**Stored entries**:
# # # #

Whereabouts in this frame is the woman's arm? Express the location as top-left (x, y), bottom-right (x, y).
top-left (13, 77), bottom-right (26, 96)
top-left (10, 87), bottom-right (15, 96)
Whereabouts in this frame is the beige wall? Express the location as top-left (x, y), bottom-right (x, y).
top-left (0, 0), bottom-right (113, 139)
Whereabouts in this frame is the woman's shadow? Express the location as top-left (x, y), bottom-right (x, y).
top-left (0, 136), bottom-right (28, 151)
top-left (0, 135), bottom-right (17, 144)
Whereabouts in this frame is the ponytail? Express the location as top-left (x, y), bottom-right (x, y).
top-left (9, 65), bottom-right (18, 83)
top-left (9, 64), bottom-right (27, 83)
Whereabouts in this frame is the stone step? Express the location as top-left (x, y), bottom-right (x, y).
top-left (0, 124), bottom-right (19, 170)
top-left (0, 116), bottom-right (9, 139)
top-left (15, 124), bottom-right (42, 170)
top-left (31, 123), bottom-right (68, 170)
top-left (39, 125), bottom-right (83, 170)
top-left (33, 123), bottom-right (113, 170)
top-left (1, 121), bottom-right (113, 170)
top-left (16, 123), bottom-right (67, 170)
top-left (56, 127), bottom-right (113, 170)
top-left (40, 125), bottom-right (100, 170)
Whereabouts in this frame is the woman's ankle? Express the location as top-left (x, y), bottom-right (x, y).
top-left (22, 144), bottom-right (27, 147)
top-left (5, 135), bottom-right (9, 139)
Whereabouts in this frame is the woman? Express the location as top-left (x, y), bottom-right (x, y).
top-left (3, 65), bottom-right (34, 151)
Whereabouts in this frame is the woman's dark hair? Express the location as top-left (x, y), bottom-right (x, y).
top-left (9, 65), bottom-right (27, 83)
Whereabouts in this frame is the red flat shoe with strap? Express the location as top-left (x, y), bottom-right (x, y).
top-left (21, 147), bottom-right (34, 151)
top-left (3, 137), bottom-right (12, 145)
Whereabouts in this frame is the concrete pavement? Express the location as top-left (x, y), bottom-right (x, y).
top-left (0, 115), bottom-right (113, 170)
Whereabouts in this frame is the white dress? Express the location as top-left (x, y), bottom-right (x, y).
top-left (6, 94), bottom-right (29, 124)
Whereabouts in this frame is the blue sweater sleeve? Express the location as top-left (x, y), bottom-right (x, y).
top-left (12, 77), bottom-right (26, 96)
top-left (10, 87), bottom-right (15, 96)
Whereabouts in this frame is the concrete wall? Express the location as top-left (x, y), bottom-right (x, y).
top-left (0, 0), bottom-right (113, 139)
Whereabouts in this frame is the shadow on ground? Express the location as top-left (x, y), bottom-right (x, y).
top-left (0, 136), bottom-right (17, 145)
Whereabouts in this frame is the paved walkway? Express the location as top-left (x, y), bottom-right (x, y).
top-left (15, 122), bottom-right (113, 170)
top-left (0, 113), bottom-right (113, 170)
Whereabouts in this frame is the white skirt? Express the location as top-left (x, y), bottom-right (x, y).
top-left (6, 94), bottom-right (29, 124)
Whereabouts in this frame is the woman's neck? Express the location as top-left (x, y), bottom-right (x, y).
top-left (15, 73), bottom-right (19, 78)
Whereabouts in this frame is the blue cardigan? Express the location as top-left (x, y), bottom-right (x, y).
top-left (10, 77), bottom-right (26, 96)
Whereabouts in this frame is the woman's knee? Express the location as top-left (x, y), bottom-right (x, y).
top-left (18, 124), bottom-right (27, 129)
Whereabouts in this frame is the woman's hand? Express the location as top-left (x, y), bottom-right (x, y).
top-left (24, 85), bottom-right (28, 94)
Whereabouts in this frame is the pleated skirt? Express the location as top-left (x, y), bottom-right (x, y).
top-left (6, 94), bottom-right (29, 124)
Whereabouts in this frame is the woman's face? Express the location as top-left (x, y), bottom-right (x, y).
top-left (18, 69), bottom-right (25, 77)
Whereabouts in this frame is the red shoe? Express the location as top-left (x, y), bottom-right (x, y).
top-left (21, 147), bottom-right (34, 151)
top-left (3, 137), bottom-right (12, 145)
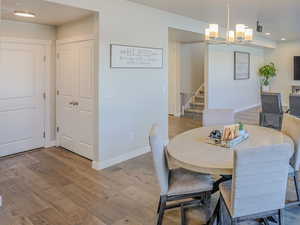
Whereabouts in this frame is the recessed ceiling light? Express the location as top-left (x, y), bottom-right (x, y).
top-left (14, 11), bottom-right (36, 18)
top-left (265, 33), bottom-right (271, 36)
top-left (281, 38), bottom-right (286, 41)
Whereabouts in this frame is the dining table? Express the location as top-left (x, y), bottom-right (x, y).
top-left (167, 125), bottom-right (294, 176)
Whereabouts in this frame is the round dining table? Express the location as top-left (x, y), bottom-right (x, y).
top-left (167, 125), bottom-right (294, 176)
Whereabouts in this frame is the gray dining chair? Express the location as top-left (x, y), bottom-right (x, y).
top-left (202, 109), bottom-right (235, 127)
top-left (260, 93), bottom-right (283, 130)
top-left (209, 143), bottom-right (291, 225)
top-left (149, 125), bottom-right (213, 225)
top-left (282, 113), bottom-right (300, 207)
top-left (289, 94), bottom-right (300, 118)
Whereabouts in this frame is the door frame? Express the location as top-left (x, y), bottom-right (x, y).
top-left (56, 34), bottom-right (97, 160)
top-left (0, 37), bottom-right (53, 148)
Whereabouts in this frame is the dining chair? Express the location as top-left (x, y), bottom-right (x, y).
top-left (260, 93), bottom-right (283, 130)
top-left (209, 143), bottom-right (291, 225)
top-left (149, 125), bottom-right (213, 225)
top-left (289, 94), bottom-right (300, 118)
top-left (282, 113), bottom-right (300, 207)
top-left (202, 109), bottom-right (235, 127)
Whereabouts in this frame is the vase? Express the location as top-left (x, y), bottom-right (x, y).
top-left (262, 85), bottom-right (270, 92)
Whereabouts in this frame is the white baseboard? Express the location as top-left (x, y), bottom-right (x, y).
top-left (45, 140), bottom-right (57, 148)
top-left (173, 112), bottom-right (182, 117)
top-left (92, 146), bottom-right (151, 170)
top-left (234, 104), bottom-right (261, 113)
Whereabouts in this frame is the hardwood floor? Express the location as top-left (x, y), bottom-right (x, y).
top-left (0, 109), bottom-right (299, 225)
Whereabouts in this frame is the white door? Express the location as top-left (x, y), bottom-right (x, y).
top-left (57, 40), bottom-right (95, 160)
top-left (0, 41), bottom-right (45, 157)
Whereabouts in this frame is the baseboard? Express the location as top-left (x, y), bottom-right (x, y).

# # # #

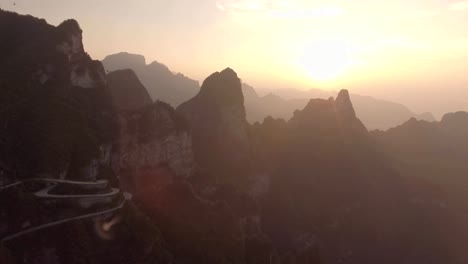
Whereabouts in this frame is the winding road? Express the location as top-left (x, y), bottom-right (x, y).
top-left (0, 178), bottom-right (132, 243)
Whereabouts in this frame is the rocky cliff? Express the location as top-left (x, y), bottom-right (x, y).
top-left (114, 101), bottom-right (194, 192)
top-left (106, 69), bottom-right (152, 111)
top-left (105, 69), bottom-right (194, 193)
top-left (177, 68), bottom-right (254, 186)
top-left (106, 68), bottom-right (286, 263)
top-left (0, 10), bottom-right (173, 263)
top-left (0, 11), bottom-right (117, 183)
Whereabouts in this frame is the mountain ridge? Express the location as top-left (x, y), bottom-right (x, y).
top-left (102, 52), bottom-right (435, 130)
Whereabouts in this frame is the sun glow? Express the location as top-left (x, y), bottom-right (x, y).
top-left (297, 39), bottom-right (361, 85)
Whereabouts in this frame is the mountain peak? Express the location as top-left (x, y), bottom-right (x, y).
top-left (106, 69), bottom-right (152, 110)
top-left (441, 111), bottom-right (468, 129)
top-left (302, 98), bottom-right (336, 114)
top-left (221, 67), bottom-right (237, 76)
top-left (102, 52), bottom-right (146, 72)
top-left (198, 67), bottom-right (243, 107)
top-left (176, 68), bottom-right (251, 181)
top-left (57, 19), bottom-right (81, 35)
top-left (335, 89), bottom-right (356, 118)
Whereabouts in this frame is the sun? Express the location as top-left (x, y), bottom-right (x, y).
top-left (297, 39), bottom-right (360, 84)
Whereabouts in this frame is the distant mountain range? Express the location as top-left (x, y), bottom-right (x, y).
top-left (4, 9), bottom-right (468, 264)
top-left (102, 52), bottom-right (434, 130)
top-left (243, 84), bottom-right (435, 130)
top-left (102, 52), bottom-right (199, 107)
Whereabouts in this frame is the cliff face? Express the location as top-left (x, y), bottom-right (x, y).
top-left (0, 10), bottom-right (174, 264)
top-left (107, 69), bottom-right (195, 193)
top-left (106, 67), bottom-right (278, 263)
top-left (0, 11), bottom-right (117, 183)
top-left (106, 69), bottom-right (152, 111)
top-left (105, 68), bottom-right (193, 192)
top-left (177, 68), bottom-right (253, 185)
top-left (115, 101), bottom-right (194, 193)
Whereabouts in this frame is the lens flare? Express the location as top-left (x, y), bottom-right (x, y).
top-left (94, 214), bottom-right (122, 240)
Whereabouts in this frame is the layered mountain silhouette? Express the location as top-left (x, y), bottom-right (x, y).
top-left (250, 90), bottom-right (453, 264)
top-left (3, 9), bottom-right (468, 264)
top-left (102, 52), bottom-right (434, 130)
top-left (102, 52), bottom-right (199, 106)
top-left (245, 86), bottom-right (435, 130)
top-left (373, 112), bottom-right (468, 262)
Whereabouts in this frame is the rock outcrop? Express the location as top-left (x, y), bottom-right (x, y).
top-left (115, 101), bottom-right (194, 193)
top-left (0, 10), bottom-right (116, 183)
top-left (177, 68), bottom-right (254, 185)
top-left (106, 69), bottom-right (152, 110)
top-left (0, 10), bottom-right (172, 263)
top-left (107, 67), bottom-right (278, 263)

# # # #

**TASK DIRECTIONS**:
After locating the line holding "Whereabouts in this frame is the hardwood" above, output exactly that line and every line after it through the line holding "Whereabouts in this frame is the baseboard?". Include nothing else.

**RESPONSE FOR THIS EXERCISE**:
Whereabouts in this frame is the hardwood floor? Express the location as top-left (x, y), bottom-right (x, y).
top-left (0, 109), bottom-right (299, 225)
Whereabouts in this frame is the white door? Express the location as top-left (x, y), bottom-right (x, y).
top-left (57, 40), bottom-right (95, 160)
top-left (0, 41), bottom-right (45, 157)
Whereabouts in this frame is the baseboard? Express the location as top-left (x, y), bottom-right (x, y).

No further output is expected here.